== Material shown ==

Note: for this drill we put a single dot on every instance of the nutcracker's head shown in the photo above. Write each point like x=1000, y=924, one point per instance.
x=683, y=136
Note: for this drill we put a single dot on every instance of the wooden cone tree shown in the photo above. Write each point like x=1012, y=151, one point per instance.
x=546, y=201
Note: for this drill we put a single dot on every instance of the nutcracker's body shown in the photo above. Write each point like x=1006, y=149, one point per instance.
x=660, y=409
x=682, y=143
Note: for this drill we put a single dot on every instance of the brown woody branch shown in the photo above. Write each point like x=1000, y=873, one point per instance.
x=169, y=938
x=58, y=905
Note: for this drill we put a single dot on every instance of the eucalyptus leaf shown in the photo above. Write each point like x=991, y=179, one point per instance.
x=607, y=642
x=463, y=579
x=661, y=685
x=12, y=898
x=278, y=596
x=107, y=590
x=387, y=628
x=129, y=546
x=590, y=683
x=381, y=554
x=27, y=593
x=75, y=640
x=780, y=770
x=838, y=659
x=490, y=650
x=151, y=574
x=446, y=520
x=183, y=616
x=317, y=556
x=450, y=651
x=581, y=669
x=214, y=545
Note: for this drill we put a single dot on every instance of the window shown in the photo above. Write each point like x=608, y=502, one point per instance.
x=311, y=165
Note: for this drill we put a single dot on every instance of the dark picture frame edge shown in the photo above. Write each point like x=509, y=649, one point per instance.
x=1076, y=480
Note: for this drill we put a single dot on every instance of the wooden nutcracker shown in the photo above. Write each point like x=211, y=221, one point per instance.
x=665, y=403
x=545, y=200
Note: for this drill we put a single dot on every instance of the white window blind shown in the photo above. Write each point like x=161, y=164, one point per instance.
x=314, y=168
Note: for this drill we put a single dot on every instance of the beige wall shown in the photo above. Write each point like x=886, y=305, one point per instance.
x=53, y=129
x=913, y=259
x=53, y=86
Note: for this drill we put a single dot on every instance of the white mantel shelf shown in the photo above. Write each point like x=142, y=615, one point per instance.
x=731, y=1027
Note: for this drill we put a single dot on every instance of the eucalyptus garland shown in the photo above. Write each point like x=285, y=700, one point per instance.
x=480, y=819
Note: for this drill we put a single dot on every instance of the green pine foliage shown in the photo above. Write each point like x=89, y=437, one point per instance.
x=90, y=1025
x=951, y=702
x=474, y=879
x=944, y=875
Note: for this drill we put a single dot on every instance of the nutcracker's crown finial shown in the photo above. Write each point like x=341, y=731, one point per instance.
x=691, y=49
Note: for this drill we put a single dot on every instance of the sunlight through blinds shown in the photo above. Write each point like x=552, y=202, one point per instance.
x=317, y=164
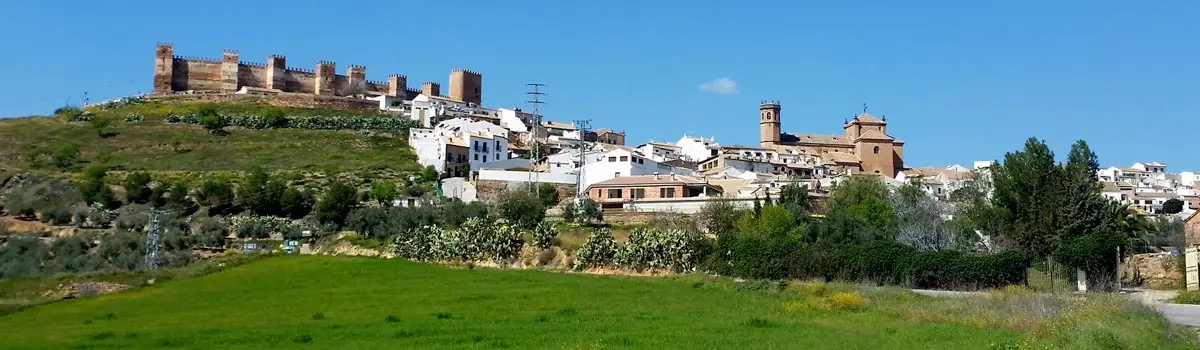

===

• Task requirements
Copy the entries exactly. No pictures.

• Response area
Note: for this drill we put a single dot on every instance of the nutcracker's head shown in the photo above. Write each point like x=1000, y=924, one point per instance.
x=683, y=136
Note: for this drill we put a single dot on every instance of the wooden cone tree shown in the photo above. Write each point like x=1012, y=151, one point per instance.
x=546, y=201
Note: for this drill we put a single dot on every instance of the nutcracker's body shown in the photo above. Write each point like x=1006, y=149, one point per instance.
x=660, y=409
x=682, y=143
Note: for this drill we put a single dot on every instance of the brown woody branch shown in the photo above. Write each point like x=1000, y=873, one point per instance.
x=169, y=938
x=58, y=905
Note: for this drill we put a single dot on every instance of the eucalyptus leaf shown in the photo above. Write each point like x=991, y=179, one point per instance.
x=607, y=642
x=463, y=579
x=661, y=685
x=12, y=898
x=278, y=596
x=107, y=590
x=387, y=628
x=129, y=546
x=590, y=683
x=381, y=554
x=27, y=593
x=75, y=640
x=780, y=770
x=838, y=659
x=490, y=650
x=151, y=574
x=446, y=520
x=183, y=616
x=317, y=556
x=450, y=651
x=581, y=669
x=214, y=545
Note: for this drill we put a single dot on every instance of the window shown in the photo above. Write each point like x=608, y=502, one point per instance.
x=311, y=165
Note: for this drill we put a single dot on every instance of the dark picture frame edge shown in the photo above. Write each point like x=509, y=649, one point per instance.
x=1076, y=480
Note: for this drill we put a single dot on every instance of the wooden nutcracker shown in the photo above. Write each point like x=211, y=221, one point per instance.
x=665, y=403
x=545, y=200
Note: for this drill we put a single dot on every instance of the white window blind shown in the photo above. Write each point like x=161, y=164, one point per instance.
x=314, y=168
Note: for this drill we put a single dot on every instance of the beige wall shown in the photo above. Write each point like x=886, y=305, one point per instance.
x=53, y=129
x=913, y=259
x=53, y=86
Note: for this drill we put a single dot on every instance of the white mantel shelf shown in the photo above. Write each point like x=142, y=615, one point per instance.
x=731, y=1027
Note: for this drill we put a single dot on every instance of the eucalyptus garland shown in the photo above. Write each point like x=285, y=700, one point per instance.
x=480, y=819
Note: for this drill we put a single dot on every instance of the green pine foliage shown in the photo above. Write each point like x=89, y=437, one point per instance.
x=90, y=1025
x=951, y=702
x=474, y=879
x=944, y=875
Note: for this drill we put a single dot on every instance of the nutcracker's crown finial shown in the photo above. Write each point like x=341, y=731, one point per instance.
x=691, y=49
Note: for this drill we put a single dot on every instance of the sunlight through blinds shown in the photo above. Write each point like x=552, y=202, one point per instance.
x=317, y=164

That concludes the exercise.